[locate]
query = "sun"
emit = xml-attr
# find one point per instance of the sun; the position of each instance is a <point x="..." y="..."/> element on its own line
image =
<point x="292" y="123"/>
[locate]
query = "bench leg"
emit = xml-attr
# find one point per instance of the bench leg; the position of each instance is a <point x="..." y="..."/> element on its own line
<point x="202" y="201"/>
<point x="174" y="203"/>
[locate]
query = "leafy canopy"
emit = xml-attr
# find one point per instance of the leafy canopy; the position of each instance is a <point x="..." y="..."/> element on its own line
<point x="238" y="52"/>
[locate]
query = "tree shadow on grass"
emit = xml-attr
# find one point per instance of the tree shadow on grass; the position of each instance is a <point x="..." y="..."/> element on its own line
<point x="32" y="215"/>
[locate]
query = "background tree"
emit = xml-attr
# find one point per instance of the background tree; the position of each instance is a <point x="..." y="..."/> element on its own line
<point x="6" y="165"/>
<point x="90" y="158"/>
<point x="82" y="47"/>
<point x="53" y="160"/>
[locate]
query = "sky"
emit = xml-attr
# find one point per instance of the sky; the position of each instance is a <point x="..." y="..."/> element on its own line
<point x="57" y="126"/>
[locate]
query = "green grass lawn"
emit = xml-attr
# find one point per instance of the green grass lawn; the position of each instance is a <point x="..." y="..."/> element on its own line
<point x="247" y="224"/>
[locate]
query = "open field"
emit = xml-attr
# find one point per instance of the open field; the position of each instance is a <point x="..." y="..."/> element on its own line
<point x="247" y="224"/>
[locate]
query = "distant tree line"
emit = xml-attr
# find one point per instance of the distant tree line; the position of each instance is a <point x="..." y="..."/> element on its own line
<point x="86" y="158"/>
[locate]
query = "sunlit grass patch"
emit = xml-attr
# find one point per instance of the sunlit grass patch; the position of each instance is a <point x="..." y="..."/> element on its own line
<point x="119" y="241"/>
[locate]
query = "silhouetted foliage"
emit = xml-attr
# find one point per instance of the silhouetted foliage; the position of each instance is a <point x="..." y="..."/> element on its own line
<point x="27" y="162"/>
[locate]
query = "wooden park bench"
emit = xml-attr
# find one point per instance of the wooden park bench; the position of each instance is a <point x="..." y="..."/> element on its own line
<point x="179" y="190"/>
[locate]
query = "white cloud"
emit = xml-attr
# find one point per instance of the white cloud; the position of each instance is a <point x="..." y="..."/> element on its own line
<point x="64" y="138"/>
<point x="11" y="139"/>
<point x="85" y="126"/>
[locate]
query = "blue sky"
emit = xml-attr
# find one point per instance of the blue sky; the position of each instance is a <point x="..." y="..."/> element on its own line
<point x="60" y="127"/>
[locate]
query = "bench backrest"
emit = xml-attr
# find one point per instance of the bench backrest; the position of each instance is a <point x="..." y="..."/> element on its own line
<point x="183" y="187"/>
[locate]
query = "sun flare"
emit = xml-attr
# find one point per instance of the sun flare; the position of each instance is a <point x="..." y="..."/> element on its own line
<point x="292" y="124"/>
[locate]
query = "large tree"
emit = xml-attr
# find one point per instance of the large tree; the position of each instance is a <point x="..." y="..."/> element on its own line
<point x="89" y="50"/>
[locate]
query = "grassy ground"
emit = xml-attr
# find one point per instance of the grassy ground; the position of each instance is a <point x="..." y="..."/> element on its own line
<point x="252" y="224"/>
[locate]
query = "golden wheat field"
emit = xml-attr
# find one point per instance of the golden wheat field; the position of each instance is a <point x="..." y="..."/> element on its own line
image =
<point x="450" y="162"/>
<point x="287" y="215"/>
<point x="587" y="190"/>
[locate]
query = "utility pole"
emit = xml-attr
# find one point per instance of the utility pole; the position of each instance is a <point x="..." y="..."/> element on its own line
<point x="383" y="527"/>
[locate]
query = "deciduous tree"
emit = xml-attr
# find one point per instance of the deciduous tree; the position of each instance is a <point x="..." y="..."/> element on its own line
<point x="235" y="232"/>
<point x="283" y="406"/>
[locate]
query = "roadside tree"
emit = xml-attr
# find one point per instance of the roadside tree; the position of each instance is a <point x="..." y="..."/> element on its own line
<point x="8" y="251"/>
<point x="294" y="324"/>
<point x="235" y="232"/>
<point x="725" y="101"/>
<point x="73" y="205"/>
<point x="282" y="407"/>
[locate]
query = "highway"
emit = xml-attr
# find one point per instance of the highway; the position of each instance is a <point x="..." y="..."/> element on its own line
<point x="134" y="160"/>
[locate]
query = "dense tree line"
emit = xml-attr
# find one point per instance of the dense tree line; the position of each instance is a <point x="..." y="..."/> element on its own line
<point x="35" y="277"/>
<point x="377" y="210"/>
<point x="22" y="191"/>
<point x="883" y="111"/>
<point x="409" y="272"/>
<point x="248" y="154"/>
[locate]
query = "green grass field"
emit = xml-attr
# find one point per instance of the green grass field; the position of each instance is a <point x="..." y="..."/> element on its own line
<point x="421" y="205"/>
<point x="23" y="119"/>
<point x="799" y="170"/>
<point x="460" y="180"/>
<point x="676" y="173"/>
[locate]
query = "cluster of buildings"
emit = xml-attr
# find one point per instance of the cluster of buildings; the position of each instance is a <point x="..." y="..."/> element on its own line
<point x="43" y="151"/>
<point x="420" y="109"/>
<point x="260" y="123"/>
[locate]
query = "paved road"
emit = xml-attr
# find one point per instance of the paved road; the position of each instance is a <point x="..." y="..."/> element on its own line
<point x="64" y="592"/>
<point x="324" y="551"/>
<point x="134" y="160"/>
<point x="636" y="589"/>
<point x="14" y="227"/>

§ Direction
Show each line of the records above that contains the word "large", copied in full.

§ Task answer
query = "large tree"
# find one point per instance of the large tree; the position of each instance is a <point x="..." y="..."/> element on its own line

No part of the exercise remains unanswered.